*DATASET RECORDS*:
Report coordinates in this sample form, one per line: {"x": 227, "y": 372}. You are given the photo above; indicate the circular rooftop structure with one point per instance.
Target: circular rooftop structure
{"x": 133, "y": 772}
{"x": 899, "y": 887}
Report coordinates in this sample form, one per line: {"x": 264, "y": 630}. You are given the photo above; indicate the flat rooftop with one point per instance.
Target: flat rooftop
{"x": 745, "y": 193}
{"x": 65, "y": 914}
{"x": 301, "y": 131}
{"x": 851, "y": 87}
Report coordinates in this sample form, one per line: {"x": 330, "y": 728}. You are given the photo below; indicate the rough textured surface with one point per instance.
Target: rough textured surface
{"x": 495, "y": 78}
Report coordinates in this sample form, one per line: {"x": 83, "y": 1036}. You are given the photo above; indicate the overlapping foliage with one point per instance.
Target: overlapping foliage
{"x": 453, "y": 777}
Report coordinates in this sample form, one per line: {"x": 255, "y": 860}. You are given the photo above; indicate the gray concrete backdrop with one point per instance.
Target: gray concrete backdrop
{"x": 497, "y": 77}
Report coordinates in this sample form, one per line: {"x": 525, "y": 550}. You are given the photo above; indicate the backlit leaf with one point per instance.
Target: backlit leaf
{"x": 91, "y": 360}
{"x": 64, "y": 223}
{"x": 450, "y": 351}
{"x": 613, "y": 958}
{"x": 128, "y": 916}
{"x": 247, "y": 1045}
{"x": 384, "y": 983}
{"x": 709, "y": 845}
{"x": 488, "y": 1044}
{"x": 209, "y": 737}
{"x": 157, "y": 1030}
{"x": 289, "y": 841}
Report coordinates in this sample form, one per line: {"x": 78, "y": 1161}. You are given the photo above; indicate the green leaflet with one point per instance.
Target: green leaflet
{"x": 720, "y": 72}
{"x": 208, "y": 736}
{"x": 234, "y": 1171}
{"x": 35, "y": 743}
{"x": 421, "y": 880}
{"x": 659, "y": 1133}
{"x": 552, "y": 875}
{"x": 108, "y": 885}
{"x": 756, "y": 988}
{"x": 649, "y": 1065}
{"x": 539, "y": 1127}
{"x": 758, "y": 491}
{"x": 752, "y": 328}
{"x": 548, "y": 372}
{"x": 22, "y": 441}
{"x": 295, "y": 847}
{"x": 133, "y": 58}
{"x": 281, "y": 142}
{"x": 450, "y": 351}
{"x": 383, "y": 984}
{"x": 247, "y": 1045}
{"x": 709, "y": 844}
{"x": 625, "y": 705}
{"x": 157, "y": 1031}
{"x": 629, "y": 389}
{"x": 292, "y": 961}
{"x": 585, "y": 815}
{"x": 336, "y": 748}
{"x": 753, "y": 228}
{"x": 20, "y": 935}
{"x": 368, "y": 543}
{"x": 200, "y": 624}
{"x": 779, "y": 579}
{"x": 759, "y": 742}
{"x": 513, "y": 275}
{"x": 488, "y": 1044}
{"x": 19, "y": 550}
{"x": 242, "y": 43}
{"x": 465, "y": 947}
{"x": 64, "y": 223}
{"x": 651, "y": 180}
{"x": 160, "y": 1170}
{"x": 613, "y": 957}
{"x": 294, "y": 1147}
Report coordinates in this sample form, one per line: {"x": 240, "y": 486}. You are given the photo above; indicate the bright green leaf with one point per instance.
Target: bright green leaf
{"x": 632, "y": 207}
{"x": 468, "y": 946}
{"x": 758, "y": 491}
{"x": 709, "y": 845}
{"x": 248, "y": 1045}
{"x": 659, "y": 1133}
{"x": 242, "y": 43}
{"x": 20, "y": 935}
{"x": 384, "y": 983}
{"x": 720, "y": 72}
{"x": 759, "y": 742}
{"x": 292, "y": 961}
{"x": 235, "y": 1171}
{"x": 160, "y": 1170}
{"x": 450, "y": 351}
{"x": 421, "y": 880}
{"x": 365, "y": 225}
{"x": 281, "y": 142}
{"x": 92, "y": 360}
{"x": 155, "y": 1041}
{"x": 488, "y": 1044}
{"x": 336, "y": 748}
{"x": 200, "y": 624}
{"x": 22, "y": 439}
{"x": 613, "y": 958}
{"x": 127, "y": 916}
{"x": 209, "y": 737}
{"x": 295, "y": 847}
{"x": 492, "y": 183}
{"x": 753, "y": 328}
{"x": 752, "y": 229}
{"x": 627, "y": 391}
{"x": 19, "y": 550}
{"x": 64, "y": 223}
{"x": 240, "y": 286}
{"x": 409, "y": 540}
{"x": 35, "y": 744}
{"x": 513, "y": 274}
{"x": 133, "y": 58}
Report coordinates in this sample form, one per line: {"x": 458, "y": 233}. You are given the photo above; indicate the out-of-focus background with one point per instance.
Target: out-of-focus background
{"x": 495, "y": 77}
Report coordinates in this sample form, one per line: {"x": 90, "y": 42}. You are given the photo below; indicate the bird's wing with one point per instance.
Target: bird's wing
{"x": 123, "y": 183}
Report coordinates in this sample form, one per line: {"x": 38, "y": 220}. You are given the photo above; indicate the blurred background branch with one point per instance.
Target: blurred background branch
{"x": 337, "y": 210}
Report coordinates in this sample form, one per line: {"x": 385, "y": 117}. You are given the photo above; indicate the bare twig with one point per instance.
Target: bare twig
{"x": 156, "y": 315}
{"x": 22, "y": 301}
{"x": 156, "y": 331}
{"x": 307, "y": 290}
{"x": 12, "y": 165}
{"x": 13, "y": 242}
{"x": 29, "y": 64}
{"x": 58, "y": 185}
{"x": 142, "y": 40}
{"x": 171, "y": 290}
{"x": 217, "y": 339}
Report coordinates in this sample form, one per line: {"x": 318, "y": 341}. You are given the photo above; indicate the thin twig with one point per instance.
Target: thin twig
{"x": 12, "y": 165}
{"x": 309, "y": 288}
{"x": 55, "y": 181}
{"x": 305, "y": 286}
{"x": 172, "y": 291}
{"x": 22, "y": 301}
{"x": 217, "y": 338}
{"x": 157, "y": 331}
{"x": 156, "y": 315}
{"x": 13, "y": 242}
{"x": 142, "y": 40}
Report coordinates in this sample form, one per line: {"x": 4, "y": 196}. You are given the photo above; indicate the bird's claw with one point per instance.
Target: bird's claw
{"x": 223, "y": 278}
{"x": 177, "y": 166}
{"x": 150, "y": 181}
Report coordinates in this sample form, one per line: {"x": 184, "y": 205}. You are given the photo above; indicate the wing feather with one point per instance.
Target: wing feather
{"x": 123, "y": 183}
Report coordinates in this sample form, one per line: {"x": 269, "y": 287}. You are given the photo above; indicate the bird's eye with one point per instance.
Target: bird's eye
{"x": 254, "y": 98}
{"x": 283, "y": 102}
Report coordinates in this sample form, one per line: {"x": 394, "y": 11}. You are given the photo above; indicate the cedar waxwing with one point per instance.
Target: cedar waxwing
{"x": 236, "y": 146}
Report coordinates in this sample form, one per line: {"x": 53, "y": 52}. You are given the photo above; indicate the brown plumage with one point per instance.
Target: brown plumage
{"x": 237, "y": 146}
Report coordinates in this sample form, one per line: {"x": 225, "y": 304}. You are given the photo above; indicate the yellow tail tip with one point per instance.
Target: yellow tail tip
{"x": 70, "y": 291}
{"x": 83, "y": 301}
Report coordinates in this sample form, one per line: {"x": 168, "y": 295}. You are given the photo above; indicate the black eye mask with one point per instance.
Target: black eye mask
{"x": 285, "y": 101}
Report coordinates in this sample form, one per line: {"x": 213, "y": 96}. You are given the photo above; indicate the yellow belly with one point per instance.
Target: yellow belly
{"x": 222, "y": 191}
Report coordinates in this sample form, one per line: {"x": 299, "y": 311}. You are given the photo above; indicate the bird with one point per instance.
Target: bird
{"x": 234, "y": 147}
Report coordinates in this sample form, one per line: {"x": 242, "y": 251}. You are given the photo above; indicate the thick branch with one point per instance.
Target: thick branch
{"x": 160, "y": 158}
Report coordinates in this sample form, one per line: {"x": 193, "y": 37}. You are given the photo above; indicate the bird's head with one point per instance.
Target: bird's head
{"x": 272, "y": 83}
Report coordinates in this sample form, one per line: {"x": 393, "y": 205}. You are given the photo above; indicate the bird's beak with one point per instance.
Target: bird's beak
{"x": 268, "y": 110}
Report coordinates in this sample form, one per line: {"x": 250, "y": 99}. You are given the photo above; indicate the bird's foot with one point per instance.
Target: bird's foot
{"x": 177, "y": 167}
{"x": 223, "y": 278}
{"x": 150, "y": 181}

*INSTRUCTIONS TO FOLLOW*: Everything from the line containing "head with one point per instance." to the last line of the entries above should be quoted exactly, and only that.

*FULL RESPONSE*:
Report coordinates in this sample form, one per line: {"x": 193, "y": 37}. You are given the photo above; indicate the bird's head with one point per instance.
Target: bird's head
{"x": 272, "y": 83}
Report coordinates in this sample form, one per line: {"x": 393, "y": 205}. You are given the photo above; indicate the bird's beak with one point per instance.
Target: bird's beak
{"x": 268, "y": 110}
Report coordinates in this sample form, one per line: {"x": 250, "y": 99}. You are given the photo above; indicate the bird's foot with one point per instance.
Target: bird's foot
{"x": 177, "y": 167}
{"x": 223, "y": 278}
{"x": 150, "y": 181}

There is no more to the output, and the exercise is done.